Berziarah ke Makam Sultan Hasanuddin Banten

639 dibaca

 

 

 

Bangsa yang bijak adalah bangsa yang mengingat leluhurnya. Leluhur tanah Banten, sekaligus pendiri Kasultanan Banten adalah Maulana Hasanuddin. Ia bergelar Pangeran Sabakingkin. Berkuasa  sebagai Sultan Banten dalam rentang waktu 1552 – 1570 M.

Berdasarkan sejarah Banten, Maulana Hasanuddin merupakan salah seorang putera dari Sunan Gunung Jati.  Ibunya bernama Nyi Kawunganten, putri Prabu Surosowan, Bupati Banten. Sejak kecil Sultan Hasanudin telah diberi gelar Pangeran Sabakingkin atau Seda Kikin oleh kakeknya.

Begitu Sang Prabu wafat, kedudukannya diwariskan pada putranya yang bernama Arya Surajaya atau Prabu Pucuk Umun. Yang kemudian memerintah di wilayah Banten Girang,  yang kala itu di bawah kekuasaan kerajaan Pajajaran. Pada masa itu agama yang diakui secara resmi Hindu.

Sementara itu, Sunan Gunung Jati kembali ke Cirebon untuk menduduki posisi bupati Cirebon menggantikan pangeran Cakrabuana yang wafat. Sedangkan  pangeran Hasanudin  memilih tetap tinggal di Banten untuk menjadi guru agama Islam. Di Banten ia mendirikan pesantren, dan memiliki santri yang cukup banyak,  sehingga diberi gelar Syekh. Sejak itu, ketenarannya jauh melampaui karisma Bupati Banten, yaitu pamannya sendiri Prabu Pucuk Umun.  Lantaran  pamannya kalah pamor, menjadikan hubungan keduanya berubah tidak harmonis.

Ayahnya,Sunan Gunung jati memberinya tugas berdakwa di kawasan banten. Tugas itu diembannya dengan baik. Bersama para santrinya ia melakukan dakwah Islam dari gunung ke gunung di sekitar Banten hingga ke Ujung Kulon.

Upaya Syekh Hasanudin dalam menyebarkan agama Islam bukan tak mengalami hambatan, justru hambatan yang terbesar dari pamannya sendiri yaitu Prabu Pucuk Umun. Ia bersikeras ingin mempertahankan ajaran Sunda Wiwitan (agama Hindu yang dipengaruhi kepercayaan animisme) sebagai satu-satunya agama resmi kala itu. Hal ini tidak menggetarkan semangat Syekh Hasanudin. Ia  terus menyebarkan dakwah Islam dengan gencar.

Karena pamornya terancam, Prabu Pucuk Umun menantang keponakannya untuk bertaruh. Yaitu  adu ayam jago. Hal itu dilakukan untuk menghindari jatuhnya korban jiwa. Jika ayam jago Pucuk Umun kalah, maka jabatannya sebagai Bupati Banten Girang akan diserahkan pada Syekh Hasanudin. Sebaliknya, jika ayam jago Syekh Hasanudin yang kalah, maka dakwahnya harus dihentikan. Tantangan itu pun diterima Syekh Hasanudin.

### Cuplikan Catatan
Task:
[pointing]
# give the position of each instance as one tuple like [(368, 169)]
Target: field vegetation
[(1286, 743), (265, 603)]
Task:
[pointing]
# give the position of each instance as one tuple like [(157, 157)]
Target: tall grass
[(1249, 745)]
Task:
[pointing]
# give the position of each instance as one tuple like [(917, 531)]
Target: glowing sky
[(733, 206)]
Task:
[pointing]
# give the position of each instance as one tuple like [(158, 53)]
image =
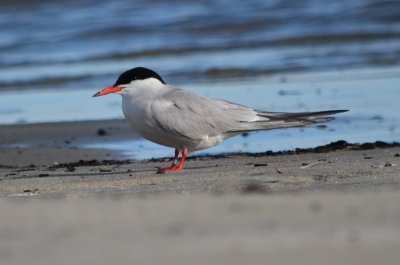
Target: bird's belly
[(157, 135)]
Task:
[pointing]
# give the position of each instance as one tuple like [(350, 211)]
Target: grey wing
[(186, 114)]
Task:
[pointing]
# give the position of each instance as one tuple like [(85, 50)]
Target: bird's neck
[(146, 89)]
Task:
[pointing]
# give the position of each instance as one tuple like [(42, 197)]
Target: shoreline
[(284, 207)]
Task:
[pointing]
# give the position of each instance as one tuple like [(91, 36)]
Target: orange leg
[(175, 166)]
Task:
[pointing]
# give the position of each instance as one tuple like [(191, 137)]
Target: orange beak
[(108, 90)]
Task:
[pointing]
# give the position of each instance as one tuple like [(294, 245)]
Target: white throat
[(144, 89)]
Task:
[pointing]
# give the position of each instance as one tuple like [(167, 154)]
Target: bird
[(189, 122)]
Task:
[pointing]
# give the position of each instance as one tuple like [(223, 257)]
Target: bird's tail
[(274, 120)]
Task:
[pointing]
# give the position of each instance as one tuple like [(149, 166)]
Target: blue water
[(274, 55)]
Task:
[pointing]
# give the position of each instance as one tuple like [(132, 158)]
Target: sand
[(316, 208)]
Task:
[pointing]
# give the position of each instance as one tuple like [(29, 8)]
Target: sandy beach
[(308, 207)]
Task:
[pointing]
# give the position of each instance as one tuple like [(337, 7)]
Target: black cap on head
[(138, 73)]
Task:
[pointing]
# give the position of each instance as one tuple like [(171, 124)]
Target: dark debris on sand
[(88, 163), (331, 147)]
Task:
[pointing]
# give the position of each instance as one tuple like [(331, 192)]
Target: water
[(272, 55)]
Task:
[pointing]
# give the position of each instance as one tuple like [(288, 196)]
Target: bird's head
[(129, 79)]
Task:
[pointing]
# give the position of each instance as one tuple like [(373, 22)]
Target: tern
[(188, 122)]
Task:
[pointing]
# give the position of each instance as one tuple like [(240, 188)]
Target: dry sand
[(317, 208)]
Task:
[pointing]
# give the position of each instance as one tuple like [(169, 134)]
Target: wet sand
[(338, 207)]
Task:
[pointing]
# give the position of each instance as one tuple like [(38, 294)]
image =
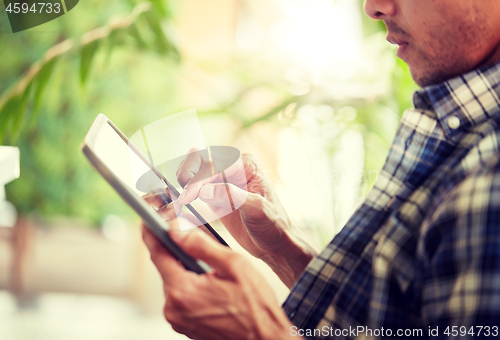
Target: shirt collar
[(463, 102)]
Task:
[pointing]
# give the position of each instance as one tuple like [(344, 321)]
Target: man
[(420, 257)]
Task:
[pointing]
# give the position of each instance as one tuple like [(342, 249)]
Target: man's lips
[(403, 45)]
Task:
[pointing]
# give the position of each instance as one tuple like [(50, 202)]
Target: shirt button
[(454, 122)]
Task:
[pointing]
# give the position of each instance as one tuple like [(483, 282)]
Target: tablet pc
[(112, 154)]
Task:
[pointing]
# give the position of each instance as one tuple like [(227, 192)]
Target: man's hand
[(231, 302), (260, 223)]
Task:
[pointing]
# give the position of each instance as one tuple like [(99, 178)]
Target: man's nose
[(379, 9)]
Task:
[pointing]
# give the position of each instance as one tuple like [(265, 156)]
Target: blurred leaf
[(41, 81), (134, 31)]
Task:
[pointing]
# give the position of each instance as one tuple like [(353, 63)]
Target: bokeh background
[(310, 87)]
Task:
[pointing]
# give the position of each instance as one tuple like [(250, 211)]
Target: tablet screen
[(116, 154)]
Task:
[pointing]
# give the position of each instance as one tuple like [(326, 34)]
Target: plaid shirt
[(423, 250)]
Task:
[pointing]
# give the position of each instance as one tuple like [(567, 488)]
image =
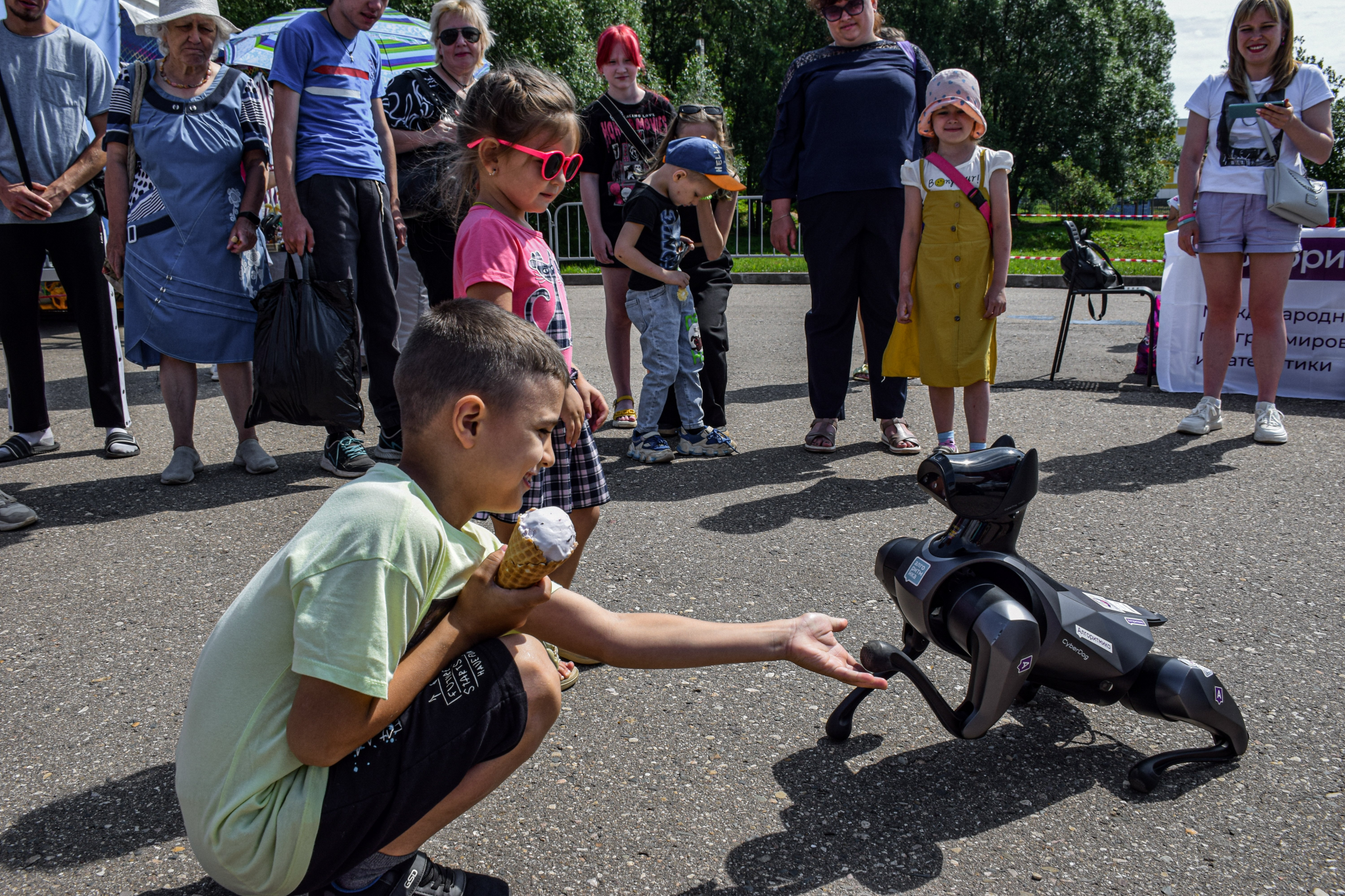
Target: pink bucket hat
[(953, 88)]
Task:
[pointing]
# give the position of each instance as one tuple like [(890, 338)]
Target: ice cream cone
[(525, 563)]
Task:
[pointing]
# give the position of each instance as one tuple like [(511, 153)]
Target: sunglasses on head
[(553, 163), (692, 109), (450, 35), (831, 12)]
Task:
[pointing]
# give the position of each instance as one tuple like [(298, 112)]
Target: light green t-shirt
[(340, 602)]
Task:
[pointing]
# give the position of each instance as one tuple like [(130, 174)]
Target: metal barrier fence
[(568, 233)]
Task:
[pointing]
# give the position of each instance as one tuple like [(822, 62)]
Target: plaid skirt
[(575, 481)]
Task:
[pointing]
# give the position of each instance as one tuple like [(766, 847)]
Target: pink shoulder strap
[(977, 198)]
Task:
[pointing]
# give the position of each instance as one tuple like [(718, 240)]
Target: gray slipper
[(183, 468), (255, 458)]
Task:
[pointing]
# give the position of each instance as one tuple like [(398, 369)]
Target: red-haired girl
[(623, 129)]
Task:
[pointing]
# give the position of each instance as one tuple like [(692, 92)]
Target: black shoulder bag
[(96, 186), (627, 129)]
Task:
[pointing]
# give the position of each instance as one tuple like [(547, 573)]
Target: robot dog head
[(993, 485)]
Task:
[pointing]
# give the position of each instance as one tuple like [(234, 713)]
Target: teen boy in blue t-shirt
[(337, 174)]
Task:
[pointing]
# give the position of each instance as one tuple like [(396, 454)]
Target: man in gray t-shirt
[(58, 86)]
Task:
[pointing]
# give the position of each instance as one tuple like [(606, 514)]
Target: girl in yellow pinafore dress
[(953, 273)]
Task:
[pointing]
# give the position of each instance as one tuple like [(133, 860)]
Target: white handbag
[(1289, 194)]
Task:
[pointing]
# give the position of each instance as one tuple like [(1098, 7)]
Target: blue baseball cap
[(705, 158)]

### Tujuan Tugas
- A) Menurut teks bacaan tentang Maulana Hasanuddin, pada rentang tahun berapa ia berkuasa sebagai Sultan Banten?
- B) Lanjutkan teks bacaan tentang Maulana Hasanuddin mulai dari kalimat setelah bagian terakhirnya.

### Hasil Jawaban
- A) Ia berkuasa sebagai Sultan Banten pada rentang tahun 1552–1570 M.

- B)
Duel ayam jago dilakukan di lereng Gunung Karang. Akhir pertarungan dimenangkan oleh jago milik Syekh Hasanudin. Sang paman,  Pucuk Umun pun menepati janjinya. Dia menyerahkan tahta Kabupaten Banten kepada Syekh Hasanudin.

Selanjutnya, ia dan para pengikutnya mengasingkan diri ke pedalaman Banten. Tepatnya di sekitar Gunung Kendeng. Atas perintah Pucuk Umun, para pengikutnya diminta menjaga serta mengelola kawasan tersebut. Konon inilah yang menjadi awal mula urang Kanekes yang dikenal juga dengan sebutan Suku Baduy.

Sementara itu, para pengikut Pucuk Umun lainnya yang sebagian besar terdiri dari punggawa dan pendeta,  menyatakan masuk Islam. Atas keberhasilannya, Syekh Hasanudin diangkat sebagai Bupati Banten. Pemerintahan di Banten Girang kemudian dipindah ke Banten Lor di pesisir Utara pulau Jawa.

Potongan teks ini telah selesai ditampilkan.